***** Dataset records

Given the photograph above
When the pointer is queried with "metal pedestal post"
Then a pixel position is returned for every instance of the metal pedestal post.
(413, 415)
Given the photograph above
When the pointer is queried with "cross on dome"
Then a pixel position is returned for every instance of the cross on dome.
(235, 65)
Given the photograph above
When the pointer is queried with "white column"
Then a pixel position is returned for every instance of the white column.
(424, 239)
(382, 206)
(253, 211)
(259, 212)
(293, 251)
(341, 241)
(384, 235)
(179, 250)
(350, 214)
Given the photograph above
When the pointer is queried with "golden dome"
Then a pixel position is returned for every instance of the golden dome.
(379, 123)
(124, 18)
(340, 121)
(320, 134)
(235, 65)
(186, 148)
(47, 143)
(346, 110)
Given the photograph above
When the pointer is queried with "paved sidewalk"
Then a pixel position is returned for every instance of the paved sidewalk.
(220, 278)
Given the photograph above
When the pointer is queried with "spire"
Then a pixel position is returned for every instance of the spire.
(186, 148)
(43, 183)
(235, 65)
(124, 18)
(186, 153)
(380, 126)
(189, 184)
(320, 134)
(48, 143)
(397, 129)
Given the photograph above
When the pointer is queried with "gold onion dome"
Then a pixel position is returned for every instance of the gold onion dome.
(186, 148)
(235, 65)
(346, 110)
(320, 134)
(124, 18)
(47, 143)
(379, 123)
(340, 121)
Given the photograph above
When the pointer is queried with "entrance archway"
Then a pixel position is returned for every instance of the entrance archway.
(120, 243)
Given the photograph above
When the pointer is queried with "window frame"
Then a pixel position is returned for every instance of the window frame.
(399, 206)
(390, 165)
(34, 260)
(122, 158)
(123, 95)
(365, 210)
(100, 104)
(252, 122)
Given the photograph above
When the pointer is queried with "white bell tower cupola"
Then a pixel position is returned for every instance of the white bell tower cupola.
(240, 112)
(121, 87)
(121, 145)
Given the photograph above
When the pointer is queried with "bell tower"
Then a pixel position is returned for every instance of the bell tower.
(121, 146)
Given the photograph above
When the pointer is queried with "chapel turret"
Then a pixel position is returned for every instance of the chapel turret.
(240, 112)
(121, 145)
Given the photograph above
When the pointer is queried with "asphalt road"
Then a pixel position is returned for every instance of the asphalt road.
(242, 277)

**********

Please repeat the listing above in full and exactly.

### Reply
Given the photograph above
When the pointer is queried with "metal pedestal post"
Then a pixel position is returned for every instance of the metal pedestal post.
(413, 415)
Given the photograph above
When the pointer is queried with "cross on dome"
Then a pixel position is returned for every instance of the cross on dome.
(235, 65)
Given the photograph above
When the pointer is queried with "white column"
Then a pixel position is returned for every instance of the white column.
(424, 239)
(382, 206)
(253, 211)
(259, 212)
(293, 251)
(341, 241)
(384, 235)
(179, 250)
(350, 214)
Given the photograph above
When the pointer is queried with "golden dome"
Then a pixel position is returned for every instance of the golden dome.
(379, 123)
(124, 18)
(340, 121)
(320, 134)
(235, 65)
(186, 148)
(47, 143)
(346, 110)
Given the photograph above
When the pointer is queried with "paved sidewalk"
Then a pixel position is returned for every instance of the paved sidewalk.
(220, 278)
Given the photograph above
When the pointer is queried with "spire"
Then a pixel position is returned for every instance of the spire.
(186, 148)
(43, 183)
(235, 65)
(124, 18)
(186, 153)
(380, 126)
(189, 184)
(320, 134)
(48, 143)
(397, 129)
Given the photograph above
When the pointer is queried with "gold onion dome"
Then a pixel position is returned for every instance of the gold onion dome.
(186, 148)
(235, 65)
(346, 110)
(320, 134)
(124, 18)
(47, 143)
(379, 123)
(340, 121)
Given the photograph above
When the pointer is queried with "entrance archway"
Then a pixel position is returned for every instance of the entrance archway.
(120, 243)
Given the photograph above
When the pointer is queried with "window frame"
Then a pixel position is returned for every instance of the window frame.
(399, 206)
(390, 165)
(34, 260)
(122, 158)
(123, 95)
(365, 210)
(100, 104)
(252, 122)
Given the photograph above
When the pointer is queried with "white bell tower cupola"
Then a pixel position is returned for every instance of the white bell tower cupola.
(240, 112)
(121, 87)
(121, 145)
Given the photograph above
When the pointer is queried with "bell tower"
Then a pixel position is returned for every instance of the bell tower.
(121, 146)
Given the photograph above
When the pointer is queried with "chapel turret"
Then a pixel position is returned for every instance of the chapel turret.
(240, 112)
(121, 145)
Given the photograph above
When the pointer is queried with "asphalt road"
Then a pixel position is returned for every instance of the asphalt road.
(242, 277)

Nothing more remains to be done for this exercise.